── AVAILABLE DATA

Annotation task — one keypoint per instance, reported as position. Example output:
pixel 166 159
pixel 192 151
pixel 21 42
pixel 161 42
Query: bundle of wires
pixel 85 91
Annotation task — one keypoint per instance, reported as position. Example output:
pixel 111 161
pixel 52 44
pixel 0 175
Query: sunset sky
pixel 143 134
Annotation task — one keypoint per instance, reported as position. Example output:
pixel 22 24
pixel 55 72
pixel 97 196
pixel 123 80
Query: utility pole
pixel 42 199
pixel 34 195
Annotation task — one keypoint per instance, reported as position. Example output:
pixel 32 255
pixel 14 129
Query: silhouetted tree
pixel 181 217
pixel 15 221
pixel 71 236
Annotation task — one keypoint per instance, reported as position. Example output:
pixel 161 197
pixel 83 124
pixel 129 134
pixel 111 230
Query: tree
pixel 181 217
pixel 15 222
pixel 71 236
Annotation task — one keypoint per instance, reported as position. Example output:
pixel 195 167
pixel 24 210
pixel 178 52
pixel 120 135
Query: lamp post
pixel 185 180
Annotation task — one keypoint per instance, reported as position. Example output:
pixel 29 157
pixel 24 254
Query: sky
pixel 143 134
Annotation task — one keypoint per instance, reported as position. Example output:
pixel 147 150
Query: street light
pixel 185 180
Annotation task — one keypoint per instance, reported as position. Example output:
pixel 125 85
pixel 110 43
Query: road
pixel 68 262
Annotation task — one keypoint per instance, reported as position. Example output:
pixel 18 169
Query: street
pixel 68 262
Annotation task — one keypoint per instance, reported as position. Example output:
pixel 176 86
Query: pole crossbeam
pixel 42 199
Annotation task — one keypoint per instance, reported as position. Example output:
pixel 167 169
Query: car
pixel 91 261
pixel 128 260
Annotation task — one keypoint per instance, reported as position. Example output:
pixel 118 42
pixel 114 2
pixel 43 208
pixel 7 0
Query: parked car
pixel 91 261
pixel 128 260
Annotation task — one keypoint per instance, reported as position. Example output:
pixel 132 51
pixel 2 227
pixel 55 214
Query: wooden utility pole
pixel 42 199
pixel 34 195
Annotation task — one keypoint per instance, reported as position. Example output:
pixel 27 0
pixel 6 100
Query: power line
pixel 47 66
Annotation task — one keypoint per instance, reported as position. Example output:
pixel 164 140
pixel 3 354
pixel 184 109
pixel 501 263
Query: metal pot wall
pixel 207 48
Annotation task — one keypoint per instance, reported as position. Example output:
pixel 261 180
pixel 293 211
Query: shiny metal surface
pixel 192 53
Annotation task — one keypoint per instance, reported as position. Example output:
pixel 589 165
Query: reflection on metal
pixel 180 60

────

Write the records out precisely, omitting nothing.

Annotation task — one keypoint per instance, reported as position. Example output:
pixel 166 159
pixel 192 151
pixel 21 42
pixel 161 42
Query: bundle of wires
pixel 85 91
Annotation task — one keypoint per instance, reported as position. Example output:
pixel 111 161
pixel 52 44
pixel 0 175
Query: sunset sky
pixel 143 134
Annotation task — one keypoint per instance, reported as position. Example output:
pixel 22 24
pixel 55 72
pixel 97 196
pixel 123 80
Query: utility pole
pixel 42 199
pixel 34 195
Annotation task — one keypoint per instance, reported as position. Example output:
pixel 32 255
pixel 14 129
Query: silhouetted tree
pixel 181 217
pixel 15 221
pixel 71 236
Annotation task — one keypoint per instance, reported as position. Example output:
pixel 161 197
pixel 83 124
pixel 129 134
pixel 111 230
Query: tree
pixel 181 217
pixel 15 222
pixel 71 236
Annotation task — one keypoint per instance, reported as position. Example output:
pixel 195 167
pixel 24 210
pixel 178 52
pixel 120 135
Query: lamp post
pixel 185 180
Annotation task — one keypoint per instance, reported as position. Example output:
pixel 29 157
pixel 24 254
Query: sky
pixel 143 134
Annotation task — one keypoint per instance, reported as position. Example output:
pixel 147 150
Query: street light
pixel 185 180
Annotation task — one keypoint per instance, reported as position. Example output:
pixel 125 85
pixel 110 43
Query: road
pixel 68 262
Annotation task — one keypoint per instance, reported as position. Example output:
pixel 18 169
Query: street
pixel 68 262
Annotation task — one keypoint per instance, reported as position. Example output:
pixel 176 86
Query: pole crossbeam
pixel 42 199
Annotation task — one keypoint per instance, reported as position. Example output:
pixel 167 169
Query: car
pixel 91 261
pixel 128 260
Annotation task — one keypoint per instance, reported as position. Example output:
pixel 118 42
pixel 114 2
pixel 43 208
pixel 7 0
Query: parked car
pixel 91 261
pixel 128 260
Annotation task — one keypoint per instance, reported as position. Example output:
pixel 132 51
pixel 2 227
pixel 55 214
Query: wooden utility pole
pixel 42 199
pixel 34 195
Annotation task — one keypoint per instance, reported as position. Example output:
pixel 27 0
pixel 6 100
Query: power line
pixel 47 66
Annotation task — one keypoint per instance, reported as position. Example output:
pixel 164 140
pixel 3 354
pixel 184 109
pixel 501 263
Query: metal pot wall
pixel 207 48
Annotation task — one keypoint per instance, reported as position. Example output:
pixel 261 180
pixel 293 211
Query: shiny metal surface
pixel 192 53
Annotation task — one keypoint per instance, reported as position. Example output:
pixel 589 165
Query: reflection on metal
pixel 180 60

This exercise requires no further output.